• [GIVEN TEXT]:
/---

Who was that madman ranting about his hallucinations on Libyan TV, desperately in need of an anger management intervention? Oops, that's the ruler of the country. He has gotten even more ridiculously scary since our last post.

A small group of young people who have taken drugs have attacked police station like mice ... However there is a small group of sick people that has infiltrated in cities that are circulating drugs and money.

This bunch of greasy rats and cats.

Libya wants glory, Libya wants to be at the pinnacle, at the pinnacle of the world...I am a fighter, a revolutionary from tents ... I will die as a martyr at the end...to my last drop of blood. ...You men and women who love Gaddafi ... get out of your homes and fill the streets. Leave your homes and attack them in their lairs. They are taking your children and getting them drunk and sending them to death. For what? To destroy Libya, burn Libya. .. Forward, forward, forward!

Sympathies to the courageous Libyans fighting for their freedom against this crazed tyrant.

What can the rest of the world do? The usual "don't just stand there, do something" could result in counter-productive actions. Any military intervention would play into Qaddafi's hand, especially since there really is nobody that can be trusted to do a "neutral humanitarian" intervention.

\---

• [WHAT TO WORK ON]: Pick up the post about Gaddafi's TV rant right after its last sentence and keep it going.

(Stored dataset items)
/---

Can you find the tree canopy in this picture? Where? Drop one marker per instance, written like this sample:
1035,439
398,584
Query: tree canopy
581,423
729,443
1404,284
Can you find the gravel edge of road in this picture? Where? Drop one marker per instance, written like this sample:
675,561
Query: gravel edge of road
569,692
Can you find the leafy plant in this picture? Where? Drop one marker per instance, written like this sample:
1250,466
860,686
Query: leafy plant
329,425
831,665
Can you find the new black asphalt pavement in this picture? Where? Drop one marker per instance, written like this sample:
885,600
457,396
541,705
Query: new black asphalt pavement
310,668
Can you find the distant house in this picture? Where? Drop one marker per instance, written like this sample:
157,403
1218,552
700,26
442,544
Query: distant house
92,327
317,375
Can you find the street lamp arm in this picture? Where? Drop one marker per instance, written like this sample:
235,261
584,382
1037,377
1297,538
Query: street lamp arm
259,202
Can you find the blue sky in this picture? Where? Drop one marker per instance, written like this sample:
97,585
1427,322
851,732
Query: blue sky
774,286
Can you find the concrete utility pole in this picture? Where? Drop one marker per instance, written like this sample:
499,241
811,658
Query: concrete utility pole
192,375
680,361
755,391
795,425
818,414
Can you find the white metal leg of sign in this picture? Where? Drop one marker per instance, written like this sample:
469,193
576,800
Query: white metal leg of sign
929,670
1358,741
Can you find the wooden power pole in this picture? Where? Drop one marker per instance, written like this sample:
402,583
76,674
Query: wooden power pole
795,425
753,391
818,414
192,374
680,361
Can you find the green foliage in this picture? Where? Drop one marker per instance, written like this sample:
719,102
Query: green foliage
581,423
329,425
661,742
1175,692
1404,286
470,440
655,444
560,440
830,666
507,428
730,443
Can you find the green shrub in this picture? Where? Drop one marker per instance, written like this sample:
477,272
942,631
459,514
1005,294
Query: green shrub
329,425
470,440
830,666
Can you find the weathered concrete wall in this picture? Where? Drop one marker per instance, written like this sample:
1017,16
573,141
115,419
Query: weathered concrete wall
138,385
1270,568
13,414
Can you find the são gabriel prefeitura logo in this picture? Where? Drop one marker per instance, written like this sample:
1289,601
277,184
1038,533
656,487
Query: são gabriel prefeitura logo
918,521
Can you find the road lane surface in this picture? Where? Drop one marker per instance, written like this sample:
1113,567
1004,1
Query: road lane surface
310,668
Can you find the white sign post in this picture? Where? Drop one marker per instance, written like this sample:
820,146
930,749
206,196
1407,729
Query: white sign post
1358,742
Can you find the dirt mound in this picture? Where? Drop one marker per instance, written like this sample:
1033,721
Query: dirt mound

\---

• [EXERCISE ANSWER]:
Trade embargo not a good idea -- why punish the Libyan people? Libya's opening to tourism and trade with the West in the last few years has arguably made this current revolt more possible, not less possible.

(True confessions: I went to Libya myself for a trek in the Sahara over Christmas holiday. And I have to also confess that, even being extremely skeptical of "benevolent autocrats," I too was deceived that "Qaddafi had changed.")

Too many NOs for you? Well here's some Constructive NOs: NO to any aid to Libya, NO to any caving in to Libyan government contract blackmail, NO to arms sales, NO to "colonial reparations." NO to "slavish" courting of Qaddafi (Feel free to apply any of all of that to you, Prime Minister Berlusconi).

YES to freezing foreign assets of the Qaddafi family, which the FT reports to be substantial (OK, Swiss?)